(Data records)
-- BEGIN --

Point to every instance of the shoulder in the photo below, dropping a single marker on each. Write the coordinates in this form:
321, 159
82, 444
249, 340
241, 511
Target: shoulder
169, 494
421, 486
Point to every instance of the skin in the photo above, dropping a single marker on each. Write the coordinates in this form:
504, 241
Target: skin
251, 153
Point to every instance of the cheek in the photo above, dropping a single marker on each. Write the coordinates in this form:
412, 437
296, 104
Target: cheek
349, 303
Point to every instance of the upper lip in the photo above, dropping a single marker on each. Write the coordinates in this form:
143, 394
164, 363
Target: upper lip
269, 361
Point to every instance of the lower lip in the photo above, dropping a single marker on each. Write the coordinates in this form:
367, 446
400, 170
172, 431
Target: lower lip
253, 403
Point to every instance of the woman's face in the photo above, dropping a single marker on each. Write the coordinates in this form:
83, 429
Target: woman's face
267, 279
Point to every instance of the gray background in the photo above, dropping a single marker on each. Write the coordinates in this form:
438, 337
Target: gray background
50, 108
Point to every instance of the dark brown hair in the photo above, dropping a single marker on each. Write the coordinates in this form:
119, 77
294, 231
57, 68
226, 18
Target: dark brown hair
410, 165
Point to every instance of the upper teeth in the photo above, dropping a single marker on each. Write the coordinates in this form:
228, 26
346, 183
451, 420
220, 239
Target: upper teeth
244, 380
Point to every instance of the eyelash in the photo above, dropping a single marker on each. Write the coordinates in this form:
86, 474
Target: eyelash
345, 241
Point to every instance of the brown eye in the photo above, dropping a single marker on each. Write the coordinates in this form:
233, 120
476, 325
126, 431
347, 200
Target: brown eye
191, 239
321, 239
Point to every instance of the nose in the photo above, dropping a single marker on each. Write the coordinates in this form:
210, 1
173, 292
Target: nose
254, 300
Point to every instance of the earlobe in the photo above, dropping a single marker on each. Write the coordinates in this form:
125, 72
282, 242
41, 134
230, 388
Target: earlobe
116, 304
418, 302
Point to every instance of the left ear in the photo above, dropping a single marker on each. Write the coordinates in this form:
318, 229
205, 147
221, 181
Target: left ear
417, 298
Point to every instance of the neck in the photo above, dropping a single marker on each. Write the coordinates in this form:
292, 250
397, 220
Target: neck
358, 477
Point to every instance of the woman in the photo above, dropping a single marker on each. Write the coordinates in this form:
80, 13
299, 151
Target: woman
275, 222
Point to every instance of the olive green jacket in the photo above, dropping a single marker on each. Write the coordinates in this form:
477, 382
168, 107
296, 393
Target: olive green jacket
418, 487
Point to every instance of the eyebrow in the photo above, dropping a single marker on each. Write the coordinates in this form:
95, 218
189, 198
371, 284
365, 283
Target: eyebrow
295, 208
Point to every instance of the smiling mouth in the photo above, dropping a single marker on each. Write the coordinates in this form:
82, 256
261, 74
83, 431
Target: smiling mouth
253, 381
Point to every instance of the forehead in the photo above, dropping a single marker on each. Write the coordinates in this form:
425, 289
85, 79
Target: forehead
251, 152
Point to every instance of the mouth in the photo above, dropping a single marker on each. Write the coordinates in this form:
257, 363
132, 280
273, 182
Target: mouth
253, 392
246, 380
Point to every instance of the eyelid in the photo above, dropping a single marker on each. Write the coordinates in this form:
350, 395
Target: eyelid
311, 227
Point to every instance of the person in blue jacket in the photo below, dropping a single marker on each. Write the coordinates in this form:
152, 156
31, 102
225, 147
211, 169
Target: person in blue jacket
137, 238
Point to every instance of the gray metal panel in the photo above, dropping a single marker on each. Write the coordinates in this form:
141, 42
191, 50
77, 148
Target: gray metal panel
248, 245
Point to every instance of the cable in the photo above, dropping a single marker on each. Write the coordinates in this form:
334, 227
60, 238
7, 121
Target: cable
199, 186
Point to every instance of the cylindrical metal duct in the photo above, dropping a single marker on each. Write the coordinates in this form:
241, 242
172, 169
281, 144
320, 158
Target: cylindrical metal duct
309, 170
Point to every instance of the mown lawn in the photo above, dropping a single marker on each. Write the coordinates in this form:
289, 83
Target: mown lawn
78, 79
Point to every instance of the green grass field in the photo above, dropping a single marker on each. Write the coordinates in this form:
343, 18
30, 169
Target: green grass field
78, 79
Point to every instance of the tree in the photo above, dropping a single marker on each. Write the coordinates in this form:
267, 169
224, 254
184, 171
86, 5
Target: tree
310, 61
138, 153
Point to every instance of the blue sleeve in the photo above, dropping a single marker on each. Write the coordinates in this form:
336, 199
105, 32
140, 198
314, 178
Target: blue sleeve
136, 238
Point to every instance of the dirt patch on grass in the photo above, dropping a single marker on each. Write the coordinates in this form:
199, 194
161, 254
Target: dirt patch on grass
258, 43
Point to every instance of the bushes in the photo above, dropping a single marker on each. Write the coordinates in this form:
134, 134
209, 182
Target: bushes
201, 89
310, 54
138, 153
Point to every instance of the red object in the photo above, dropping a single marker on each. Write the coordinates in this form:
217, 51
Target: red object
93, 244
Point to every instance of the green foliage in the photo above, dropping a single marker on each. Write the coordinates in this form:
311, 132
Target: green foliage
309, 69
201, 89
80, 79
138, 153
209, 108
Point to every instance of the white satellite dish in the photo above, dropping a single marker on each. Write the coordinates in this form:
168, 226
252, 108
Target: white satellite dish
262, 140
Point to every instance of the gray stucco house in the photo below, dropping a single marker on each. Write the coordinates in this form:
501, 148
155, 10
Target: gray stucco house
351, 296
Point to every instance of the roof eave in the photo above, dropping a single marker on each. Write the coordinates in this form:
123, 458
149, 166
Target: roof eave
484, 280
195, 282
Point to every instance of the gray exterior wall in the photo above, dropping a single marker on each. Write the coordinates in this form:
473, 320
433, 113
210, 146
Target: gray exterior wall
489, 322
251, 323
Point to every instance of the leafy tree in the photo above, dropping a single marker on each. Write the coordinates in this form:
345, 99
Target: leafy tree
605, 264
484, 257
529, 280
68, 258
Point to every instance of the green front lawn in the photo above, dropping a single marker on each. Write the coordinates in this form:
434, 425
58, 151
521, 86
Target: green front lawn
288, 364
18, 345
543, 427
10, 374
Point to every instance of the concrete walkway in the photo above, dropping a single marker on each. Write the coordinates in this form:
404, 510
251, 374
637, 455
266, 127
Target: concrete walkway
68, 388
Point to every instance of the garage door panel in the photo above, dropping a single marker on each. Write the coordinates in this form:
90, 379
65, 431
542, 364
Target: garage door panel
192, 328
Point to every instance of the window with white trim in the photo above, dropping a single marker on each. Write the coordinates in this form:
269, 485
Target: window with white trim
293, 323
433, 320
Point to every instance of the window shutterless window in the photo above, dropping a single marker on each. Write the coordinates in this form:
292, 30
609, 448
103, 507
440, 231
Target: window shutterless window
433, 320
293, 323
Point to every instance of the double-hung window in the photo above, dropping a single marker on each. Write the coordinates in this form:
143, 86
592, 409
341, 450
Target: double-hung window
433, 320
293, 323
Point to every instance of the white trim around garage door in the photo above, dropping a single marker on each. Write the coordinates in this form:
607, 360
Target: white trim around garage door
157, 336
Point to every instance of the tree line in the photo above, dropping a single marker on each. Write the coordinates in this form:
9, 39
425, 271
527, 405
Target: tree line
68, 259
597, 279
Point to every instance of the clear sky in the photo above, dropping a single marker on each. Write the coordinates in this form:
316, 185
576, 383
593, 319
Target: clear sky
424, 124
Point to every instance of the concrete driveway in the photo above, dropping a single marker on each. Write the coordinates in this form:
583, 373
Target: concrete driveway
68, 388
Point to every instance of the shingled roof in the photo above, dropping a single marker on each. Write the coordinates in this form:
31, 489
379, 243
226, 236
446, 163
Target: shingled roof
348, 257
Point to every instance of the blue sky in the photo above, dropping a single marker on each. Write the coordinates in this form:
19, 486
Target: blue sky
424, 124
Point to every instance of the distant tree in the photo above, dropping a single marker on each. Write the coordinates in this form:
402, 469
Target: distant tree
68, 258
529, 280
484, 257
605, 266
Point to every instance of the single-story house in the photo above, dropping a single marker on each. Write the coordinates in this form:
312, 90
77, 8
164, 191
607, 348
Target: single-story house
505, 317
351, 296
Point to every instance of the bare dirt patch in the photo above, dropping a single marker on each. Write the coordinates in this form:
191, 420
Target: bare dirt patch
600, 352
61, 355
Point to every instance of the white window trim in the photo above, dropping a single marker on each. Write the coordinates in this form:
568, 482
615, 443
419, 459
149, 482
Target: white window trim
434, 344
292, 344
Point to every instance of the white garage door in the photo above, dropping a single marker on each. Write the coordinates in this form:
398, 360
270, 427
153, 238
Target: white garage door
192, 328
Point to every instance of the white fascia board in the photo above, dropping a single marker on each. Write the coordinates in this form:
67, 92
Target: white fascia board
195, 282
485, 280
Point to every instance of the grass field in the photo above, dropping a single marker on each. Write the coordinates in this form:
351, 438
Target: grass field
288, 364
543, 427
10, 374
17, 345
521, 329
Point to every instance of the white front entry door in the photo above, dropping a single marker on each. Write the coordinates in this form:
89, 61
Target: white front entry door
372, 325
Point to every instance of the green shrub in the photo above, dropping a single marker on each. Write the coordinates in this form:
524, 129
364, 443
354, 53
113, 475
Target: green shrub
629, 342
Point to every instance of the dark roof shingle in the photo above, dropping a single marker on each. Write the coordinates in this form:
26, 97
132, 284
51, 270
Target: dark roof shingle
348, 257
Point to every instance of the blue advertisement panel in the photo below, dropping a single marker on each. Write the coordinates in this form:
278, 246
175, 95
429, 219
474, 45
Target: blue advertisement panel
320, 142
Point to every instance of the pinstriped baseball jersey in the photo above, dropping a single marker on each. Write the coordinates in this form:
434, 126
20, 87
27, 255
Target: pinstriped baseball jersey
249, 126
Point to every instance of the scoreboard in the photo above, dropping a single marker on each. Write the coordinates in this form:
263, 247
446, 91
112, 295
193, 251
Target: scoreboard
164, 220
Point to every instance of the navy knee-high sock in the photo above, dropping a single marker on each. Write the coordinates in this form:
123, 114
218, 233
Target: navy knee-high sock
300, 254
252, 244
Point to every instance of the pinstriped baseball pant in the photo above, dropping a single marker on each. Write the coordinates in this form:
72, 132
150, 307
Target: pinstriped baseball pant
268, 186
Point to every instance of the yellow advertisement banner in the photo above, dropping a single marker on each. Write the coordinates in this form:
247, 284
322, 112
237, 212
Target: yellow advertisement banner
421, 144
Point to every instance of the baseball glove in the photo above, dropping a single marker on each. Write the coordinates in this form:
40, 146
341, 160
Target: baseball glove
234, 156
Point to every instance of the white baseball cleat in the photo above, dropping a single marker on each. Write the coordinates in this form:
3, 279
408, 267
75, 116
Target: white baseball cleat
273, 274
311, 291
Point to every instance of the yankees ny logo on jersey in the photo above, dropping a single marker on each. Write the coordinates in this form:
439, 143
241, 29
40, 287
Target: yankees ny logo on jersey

-- END --

PROBLEM TO SOLVE: Start at the line containing "Point to every instance of the pinstriped baseball pant" and continue through the last line of the items. Turn those lines into a JSON list of strings, one string per line, with blank lines left out.

TASK RESPONSE:
[
  "Point to every instance of the pinstriped baseball pant in the photo above, dropping a single marker on each. Write the coordinates in this form:",
  "72, 132",
  "150, 307",
  "Target: pinstriped baseball pant",
  "268, 186",
  "Point to every instance of the yellow advertisement banner in the photo above, dropping a single marker on each. Write the coordinates in this form:",
  "247, 284",
  "322, 112",
  "237, 212",
  "Target: yellow advertisement banner",
  "421, 144",
  "Point to every instance of the baseball glove in the photo above, dropping a single marker on each. Write the coordinates in this form:",
  "40, 146",
  "341, 160",
  "Target: baseball glove",
  "234, 156",
  "Point to every instance of the white baseball cleat in the photo above, dropping a single marker on each. Write the coordinates in this form:",
  "3, 279",
  "408, 267",
  "75, 116",
  "Target: white baseball cleat",
  "273, 274",
  "311, 291",
  "Point to every instance of the yankees ny logo on jersey in the photo above, dropping a single marker on each. Write the coordinates in this form:",
  "439, 143",
  "241, 29",
  "40, 287",
  "Target: yankees ny logo on jersey"
]